Scale the records below by copying every line, requests included, with each point coordinate in the answers multiplied by 1.8 and rounded to a whole number, halves going up.
-- BEGIN Dataset records --
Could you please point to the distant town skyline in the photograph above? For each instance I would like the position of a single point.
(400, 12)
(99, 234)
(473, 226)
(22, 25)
-- END Dataset records --
Response to the exercise →
Could you please point to the distant town skyline in the photograph above? For each instance I would like the position of a single point.
(720, 22)
(178, 421)
(851, 407)
(40, 45)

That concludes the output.